__Given entries__.

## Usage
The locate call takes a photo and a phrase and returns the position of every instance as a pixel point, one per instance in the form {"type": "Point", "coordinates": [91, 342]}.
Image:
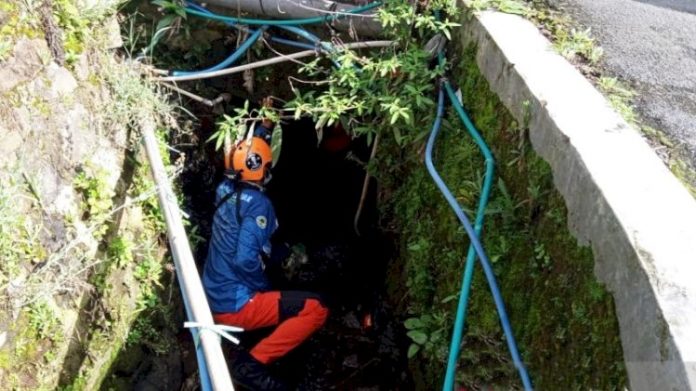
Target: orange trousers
{"type": "Point", "coordinates": [298, 314]}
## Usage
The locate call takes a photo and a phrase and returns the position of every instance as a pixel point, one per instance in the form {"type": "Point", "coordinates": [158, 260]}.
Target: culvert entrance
{"type": "Point", "coordinates": [316, 191]}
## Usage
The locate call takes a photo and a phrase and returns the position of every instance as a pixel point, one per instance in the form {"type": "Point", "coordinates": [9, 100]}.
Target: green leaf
{"type": "Point", "coordinates": [413, 323]}
{"type": "Point", "coordinates": [413, 350]}
{"type": "Point", "coordinates": [417, 336]}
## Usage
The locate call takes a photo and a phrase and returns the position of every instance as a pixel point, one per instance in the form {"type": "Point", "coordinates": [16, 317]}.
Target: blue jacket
{"type": "Point", "coordinates": [234, 270]}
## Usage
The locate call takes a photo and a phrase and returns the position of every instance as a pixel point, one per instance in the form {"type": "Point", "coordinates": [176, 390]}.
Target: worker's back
{"type": "Point", "coordinates": [233, 271]}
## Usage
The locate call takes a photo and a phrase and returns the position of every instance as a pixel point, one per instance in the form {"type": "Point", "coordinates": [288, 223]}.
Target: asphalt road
{"type": "Point", "coordinates": [651, 44]}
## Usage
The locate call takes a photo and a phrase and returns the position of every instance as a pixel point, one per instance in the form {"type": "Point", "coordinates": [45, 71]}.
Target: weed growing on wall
{"type": "Point", "coordinates": [562, 317]}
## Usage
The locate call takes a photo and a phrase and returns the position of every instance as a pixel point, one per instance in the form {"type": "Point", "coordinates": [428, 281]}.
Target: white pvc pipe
{"type": "Point", "coordinates": [186, 270]}
{"type": "Point", "coordinates": [270, 61]}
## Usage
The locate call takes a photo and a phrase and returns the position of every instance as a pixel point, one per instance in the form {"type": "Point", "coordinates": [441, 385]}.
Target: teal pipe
{"type": "Point", "coordinates": [280, 22]}
{"type": "Point", "coordinates": [457, 333]}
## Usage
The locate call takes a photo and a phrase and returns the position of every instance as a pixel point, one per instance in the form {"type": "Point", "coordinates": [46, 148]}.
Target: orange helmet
{"type": "Point", "coordinates": [250, 160]}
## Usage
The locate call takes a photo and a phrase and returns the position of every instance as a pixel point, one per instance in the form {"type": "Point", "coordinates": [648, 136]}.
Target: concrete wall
{"type": "Point", "coordinates": [622, 200]}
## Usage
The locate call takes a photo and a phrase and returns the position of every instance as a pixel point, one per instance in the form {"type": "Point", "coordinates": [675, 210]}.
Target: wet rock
{"type": "Point", "coordinates": [351, 361]}
{"type": "Point", "coordinates": [26, 62]}
{"type": "Point", "coordinates": [351, 321]}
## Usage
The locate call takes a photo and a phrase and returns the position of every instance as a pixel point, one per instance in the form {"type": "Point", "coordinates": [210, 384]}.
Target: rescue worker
{"type": "Point", "coordinates": [235, 283]}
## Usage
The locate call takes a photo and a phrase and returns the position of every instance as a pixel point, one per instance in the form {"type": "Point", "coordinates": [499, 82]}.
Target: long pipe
{"type": "Point", "coordinates": [301, 12]}
{"type": "Point", "coordinates": [455, 345]}
{"type": "Point", "coordinates": [213, 368]}
{"type": "Point", "coordinates": [476, 243]}
{"type": "Point", "coordinates": [270, 61]}
{"type": "Point", "coordinates": [232, 58]}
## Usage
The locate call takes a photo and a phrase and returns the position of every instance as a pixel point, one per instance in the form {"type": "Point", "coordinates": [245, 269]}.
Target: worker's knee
{"type": "Point", "coordinates": [305, 304]}
{"type": "Point", "coordinates": [317, 311]}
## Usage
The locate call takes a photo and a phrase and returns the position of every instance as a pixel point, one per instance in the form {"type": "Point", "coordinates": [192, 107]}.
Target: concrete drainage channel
{"type": "Point", "coordinates": [621, 201]}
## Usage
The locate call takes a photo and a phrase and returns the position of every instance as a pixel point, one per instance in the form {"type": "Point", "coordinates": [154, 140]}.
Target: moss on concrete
{"type": "Point", "coordinates": [563, 319]}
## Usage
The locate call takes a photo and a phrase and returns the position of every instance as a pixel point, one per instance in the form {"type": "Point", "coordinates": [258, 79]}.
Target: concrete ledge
{"type": "Point", "coordinates": [622, 201]}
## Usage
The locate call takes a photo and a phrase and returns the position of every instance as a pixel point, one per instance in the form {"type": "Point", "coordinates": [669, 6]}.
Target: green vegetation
{"type": "Point", "coordinates": [563, 318]}
{"type": "Point", "coordinates": [92, 184]}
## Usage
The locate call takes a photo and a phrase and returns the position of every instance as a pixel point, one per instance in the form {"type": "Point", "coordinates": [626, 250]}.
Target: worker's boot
{"type": "Point", "coordinates": [250, 373]}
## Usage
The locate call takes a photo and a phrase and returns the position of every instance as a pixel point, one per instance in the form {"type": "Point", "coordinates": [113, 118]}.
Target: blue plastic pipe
{"type": "Point", "coordinates": [236, 55]}
{"type": "Point", "coordinates": [279, 22]}
{"type": "Point", "coordinates": [485, 263]}
{"type": "Point", "coordinates": [455, 345]}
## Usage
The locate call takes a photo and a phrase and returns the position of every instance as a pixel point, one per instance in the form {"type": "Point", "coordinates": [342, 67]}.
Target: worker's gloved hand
{"type": "Point", "coordinates": [267, 104]}
{"type": "Point", "coordinates": [297, 258]}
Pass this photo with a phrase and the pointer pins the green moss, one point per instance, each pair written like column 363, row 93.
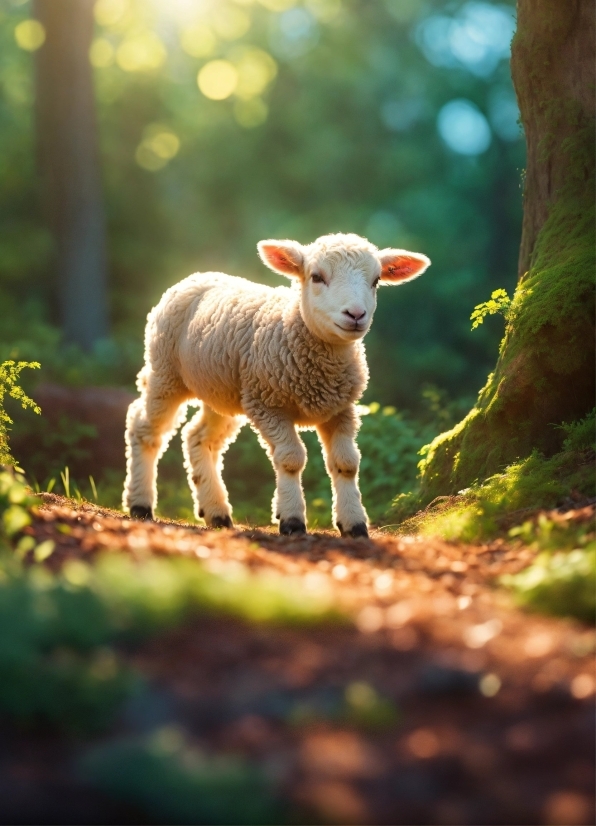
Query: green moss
column 544, row 375
column 490, row 508
column 562, row 583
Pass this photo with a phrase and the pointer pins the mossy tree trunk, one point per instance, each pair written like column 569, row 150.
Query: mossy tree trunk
column 69, row 165
column 545, row 372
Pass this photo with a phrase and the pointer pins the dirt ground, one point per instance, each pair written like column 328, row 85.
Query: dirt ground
column 495, row 706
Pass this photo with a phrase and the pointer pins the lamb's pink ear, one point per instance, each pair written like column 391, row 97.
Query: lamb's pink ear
column 285, row 257
column 398, row 266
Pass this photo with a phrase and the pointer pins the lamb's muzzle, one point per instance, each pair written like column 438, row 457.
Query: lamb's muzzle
column 284, row 358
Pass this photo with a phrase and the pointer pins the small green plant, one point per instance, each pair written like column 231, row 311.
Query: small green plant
column 499, row 302
column 9, row 383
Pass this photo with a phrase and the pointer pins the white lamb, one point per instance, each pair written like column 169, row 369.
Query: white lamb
column 283, row 358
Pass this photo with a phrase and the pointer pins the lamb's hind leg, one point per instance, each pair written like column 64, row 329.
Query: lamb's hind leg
column 151, row 422
column 288, row 455
column 342, row 458
column 204, row 441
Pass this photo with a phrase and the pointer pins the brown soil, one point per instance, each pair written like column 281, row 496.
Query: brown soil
column 496, row 712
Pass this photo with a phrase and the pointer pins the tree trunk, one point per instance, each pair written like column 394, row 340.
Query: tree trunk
column 69, row 167
column 545, row 372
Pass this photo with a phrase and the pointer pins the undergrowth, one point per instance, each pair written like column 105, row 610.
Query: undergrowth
column 489, row 509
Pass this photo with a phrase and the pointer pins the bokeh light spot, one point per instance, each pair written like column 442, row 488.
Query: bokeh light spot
column 198, row 40
column 251, row 113
column 30, row 35
column 464, row 128
column 158, row 147
column 278, row 5
column 324, row 10
column 230, row 24
column 490, row 685
column 217, row 79
column 101, row 53
column 478, row 37
column 109, row 12
column 141, row 53
column 256, row 69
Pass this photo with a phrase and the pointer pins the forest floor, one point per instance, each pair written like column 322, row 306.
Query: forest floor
column 493, row 719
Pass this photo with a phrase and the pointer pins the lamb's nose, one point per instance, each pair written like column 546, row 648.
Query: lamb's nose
column 355, row 313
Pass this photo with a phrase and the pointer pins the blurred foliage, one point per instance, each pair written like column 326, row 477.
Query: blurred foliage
column 172, row 782
column 359, row 705
column 58, row 630
column 224, row 123
column 560, row 582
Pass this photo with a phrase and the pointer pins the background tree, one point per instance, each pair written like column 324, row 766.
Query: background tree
column 69, row 165
column 545, row 372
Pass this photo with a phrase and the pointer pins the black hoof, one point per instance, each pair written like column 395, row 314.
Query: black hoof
column 292, row 526
column 358, row 531
column 221, row 522
column 141, row 512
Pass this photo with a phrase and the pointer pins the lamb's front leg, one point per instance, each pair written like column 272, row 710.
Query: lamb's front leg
column 342, row 458
column 288, row 455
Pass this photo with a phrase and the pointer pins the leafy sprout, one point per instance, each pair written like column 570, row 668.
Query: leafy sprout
column 9, row 383
column 499, row 302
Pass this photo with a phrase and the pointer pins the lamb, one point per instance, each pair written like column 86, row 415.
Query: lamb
column 285, row 358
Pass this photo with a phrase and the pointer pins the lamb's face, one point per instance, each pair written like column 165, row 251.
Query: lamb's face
column 339, row 276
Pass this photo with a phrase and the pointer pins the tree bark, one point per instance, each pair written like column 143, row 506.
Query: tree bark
column 69, row 167
column 545, row 372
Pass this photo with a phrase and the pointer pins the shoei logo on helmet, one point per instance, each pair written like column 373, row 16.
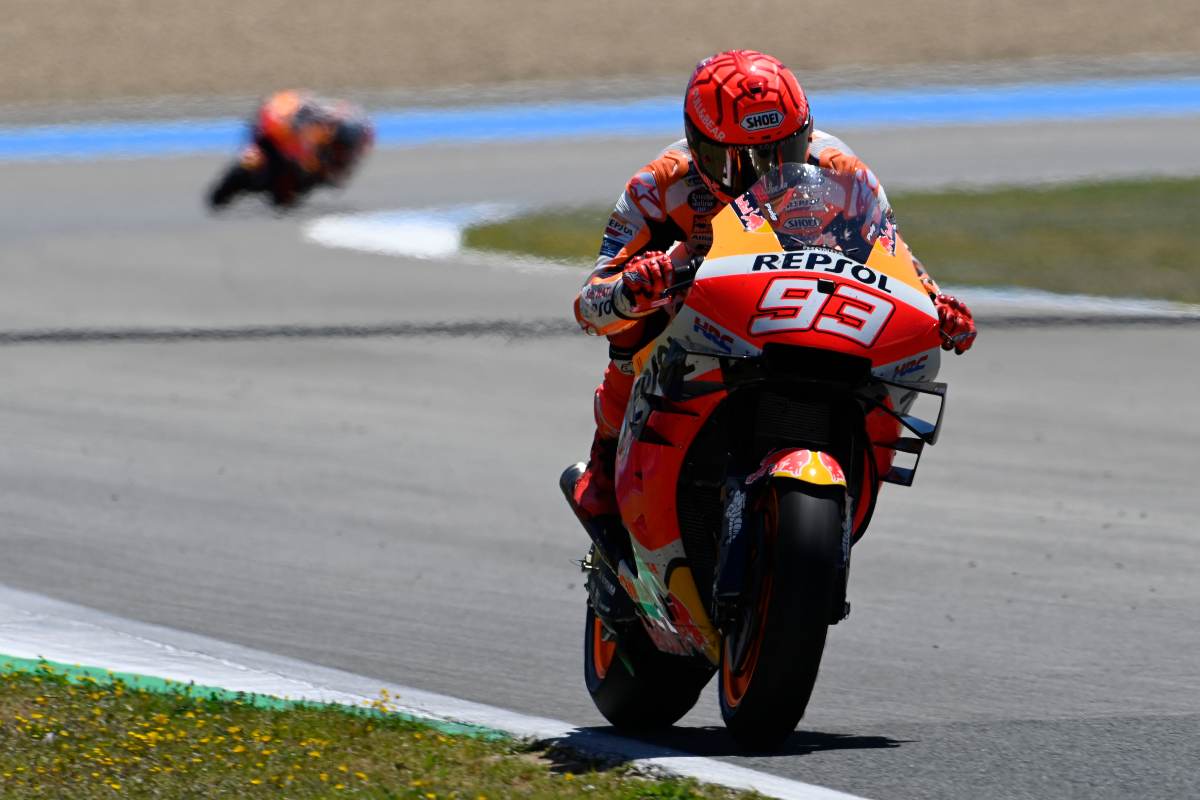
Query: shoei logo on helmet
column 762, row 120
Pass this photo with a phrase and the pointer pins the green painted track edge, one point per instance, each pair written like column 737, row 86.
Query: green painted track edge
column 83, row 674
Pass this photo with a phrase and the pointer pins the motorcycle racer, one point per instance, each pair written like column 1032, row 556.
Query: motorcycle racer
column 744, row 114
column 299, row 142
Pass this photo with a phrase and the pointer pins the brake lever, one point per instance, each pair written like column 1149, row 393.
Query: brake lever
column 684, row 276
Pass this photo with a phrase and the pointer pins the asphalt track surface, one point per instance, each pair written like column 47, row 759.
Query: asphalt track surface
column 1026, row 618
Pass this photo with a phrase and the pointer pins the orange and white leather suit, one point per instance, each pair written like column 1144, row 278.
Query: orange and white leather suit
column 664, row 203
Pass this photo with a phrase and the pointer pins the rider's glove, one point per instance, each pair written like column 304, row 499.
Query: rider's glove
column 643, row 283
column 955, row 323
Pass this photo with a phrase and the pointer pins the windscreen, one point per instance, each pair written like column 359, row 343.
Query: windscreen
column 815, row 206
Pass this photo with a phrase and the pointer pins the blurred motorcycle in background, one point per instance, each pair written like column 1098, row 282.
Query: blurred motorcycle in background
column 298, row 143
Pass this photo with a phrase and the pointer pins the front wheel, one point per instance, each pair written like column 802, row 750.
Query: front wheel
column 636, row 686
column 769, row 663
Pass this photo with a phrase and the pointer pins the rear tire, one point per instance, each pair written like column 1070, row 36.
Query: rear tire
column 769, row 665
column 658, row 691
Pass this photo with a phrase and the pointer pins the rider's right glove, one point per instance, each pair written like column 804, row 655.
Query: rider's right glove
column 955, row 323
column 643, row 283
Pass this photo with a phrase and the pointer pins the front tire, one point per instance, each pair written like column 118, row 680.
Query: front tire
column 769, row 663
column 634, row 685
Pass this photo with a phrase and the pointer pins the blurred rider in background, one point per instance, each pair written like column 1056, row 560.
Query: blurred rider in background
column 744, row 113
column 299, row 142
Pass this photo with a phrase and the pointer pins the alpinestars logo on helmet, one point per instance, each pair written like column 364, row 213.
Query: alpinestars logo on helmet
column 762, row 120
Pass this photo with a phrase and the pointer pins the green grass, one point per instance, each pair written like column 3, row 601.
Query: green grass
column 70, row 735
column 1138, row 238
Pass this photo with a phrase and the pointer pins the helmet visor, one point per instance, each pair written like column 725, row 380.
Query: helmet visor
column 735, row 168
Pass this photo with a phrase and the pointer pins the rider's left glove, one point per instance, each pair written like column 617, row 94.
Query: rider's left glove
column 643, row 283
column 955, row 323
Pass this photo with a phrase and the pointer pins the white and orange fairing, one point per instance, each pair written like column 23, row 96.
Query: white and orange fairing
column 666, row 203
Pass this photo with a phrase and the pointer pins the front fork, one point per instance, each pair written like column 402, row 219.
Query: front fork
column 742, row 531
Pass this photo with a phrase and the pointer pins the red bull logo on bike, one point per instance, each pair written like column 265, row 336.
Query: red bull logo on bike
column 808, row 465
column 750, row 218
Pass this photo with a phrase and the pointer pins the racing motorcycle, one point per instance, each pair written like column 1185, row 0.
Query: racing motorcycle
column 762, row 422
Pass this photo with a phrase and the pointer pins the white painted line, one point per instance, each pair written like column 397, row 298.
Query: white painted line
column 436, row 233
column 408, row 233
column 34, row 626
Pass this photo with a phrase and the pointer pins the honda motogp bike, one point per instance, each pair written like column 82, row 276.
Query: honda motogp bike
column 762, row 422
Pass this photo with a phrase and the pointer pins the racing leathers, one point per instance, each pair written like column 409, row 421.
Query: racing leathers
column 665, row 204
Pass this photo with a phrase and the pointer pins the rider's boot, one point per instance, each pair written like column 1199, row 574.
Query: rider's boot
column 591, row 491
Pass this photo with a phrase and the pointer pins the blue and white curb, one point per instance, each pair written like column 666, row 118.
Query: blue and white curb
column 654, row 116
column 34, row 626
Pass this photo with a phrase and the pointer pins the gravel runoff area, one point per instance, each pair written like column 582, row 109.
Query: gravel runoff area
column 55, row 52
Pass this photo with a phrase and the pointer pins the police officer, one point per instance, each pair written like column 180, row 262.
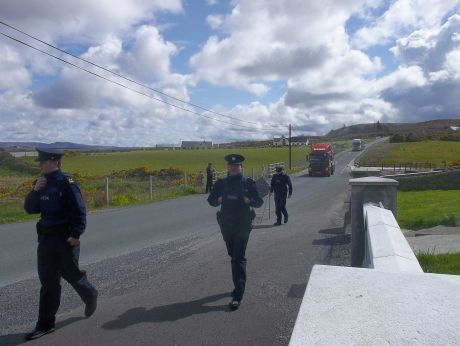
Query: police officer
column 280, row 184
column 236, row 194
column 62, row 221
column 209, row 177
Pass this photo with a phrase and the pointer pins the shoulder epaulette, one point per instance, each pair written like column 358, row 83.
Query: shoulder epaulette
column 70, row 179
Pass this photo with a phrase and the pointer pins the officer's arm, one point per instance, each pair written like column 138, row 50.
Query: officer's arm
column 254, row 197
column 32, row 202
column 77, row 211
column 289, row 185
column 216, row 192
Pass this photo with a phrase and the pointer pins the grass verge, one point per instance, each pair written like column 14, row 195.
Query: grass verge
column 438, row 153
column 441, row 264
column 429, row 208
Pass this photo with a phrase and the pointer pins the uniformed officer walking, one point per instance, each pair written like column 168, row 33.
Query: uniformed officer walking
column 236, row 194
column 62, row 221
column 209, row 177
column 281, row 185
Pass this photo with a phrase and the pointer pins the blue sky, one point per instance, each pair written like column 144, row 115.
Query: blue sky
column 266, row 64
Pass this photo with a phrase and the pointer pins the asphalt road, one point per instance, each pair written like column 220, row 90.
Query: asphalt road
column 164, row 276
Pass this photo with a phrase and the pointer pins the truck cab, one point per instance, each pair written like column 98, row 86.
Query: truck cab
column 357, row 145
column 321, row 160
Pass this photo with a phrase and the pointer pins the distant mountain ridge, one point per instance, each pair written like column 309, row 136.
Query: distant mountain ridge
column 387, row 129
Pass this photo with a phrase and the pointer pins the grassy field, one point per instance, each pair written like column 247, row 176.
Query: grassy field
column 424, row 209
column 440, row 264
column 101, row 164
column 435, row 152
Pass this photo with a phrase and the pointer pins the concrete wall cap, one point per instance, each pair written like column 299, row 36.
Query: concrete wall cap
column 373, row 181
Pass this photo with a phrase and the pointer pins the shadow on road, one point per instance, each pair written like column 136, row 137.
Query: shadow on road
column 18, row 339
column 171, row 312
column 262, row 226
column 340, row 239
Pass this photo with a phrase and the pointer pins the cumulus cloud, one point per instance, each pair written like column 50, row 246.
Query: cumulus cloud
column 428, row 86
column 325, row 78
column 14, row 73
column 84, row 21
column 404, row 16
column 268, row 40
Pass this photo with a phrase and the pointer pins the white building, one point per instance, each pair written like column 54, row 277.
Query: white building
column 196, row 145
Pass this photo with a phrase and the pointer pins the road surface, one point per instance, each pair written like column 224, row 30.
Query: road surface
column 164, row 276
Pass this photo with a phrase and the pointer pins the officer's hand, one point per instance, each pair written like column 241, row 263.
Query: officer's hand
column 73, row 241
column 40, row 183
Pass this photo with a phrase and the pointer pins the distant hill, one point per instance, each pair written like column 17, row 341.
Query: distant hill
column 388, row 129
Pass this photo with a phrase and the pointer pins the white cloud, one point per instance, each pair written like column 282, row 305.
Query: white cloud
column 301, row 47
column 271, row 40
column 452, row 63
column 84, row 21
column 404, row 16
column 13, row 73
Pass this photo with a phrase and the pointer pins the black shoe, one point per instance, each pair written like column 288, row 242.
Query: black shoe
column 91, row 306
column 38, row 333
column 234, row 304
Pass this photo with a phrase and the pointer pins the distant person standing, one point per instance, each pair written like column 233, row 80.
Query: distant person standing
column 236, row 194
column 62, row 221
column 199, row 181
column 281, row 185
column 209, row 177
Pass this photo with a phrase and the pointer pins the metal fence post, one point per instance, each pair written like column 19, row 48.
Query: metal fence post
column 151, row 187
column 107, row 190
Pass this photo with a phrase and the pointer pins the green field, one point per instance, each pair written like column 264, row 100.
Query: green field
column 191, row 161
column 440, row 264
column 438, row 153
column 425, row 209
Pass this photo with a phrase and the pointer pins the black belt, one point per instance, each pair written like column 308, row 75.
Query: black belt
column 62, row 229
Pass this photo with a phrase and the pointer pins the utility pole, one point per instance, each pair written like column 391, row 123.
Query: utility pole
column 290, row 161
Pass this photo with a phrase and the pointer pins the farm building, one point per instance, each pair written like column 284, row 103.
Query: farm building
column 196, row 145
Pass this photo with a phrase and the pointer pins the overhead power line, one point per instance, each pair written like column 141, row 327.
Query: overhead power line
column 133, row 90
column 124, row 77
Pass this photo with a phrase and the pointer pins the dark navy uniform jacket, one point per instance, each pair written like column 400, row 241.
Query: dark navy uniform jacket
column 233, row 189
column 281, row 183
column 60, row 203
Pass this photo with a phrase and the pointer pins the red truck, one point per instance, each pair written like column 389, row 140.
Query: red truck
column 321, row 160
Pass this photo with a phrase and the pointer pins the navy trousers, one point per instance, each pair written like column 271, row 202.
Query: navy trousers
column 235, row 231
column 56, row 259
column 280, row 206
column 236, row 249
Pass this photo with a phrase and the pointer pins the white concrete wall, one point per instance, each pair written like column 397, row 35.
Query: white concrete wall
column 360, row 306
column 390, row 303
column 386, row 247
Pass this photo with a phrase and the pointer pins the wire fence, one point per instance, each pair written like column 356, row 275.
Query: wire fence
column 401, row 167
column 115, row 191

__Exercise requirements__.
When you reach the line with "Query: lamb's hind leg" in the records above, start writing out lines exactly, and stop once the line with "281, row 496." has been written; include nothing else.

__Answer space__.
Query: lamb's hind leg
column 151, row 422
column 288, row 455
column 342, row 458
column 204, row 441
Pass this photo with a phrase and the pointer pins the brown soil, one point per instance, each pair written like column 281, row 496.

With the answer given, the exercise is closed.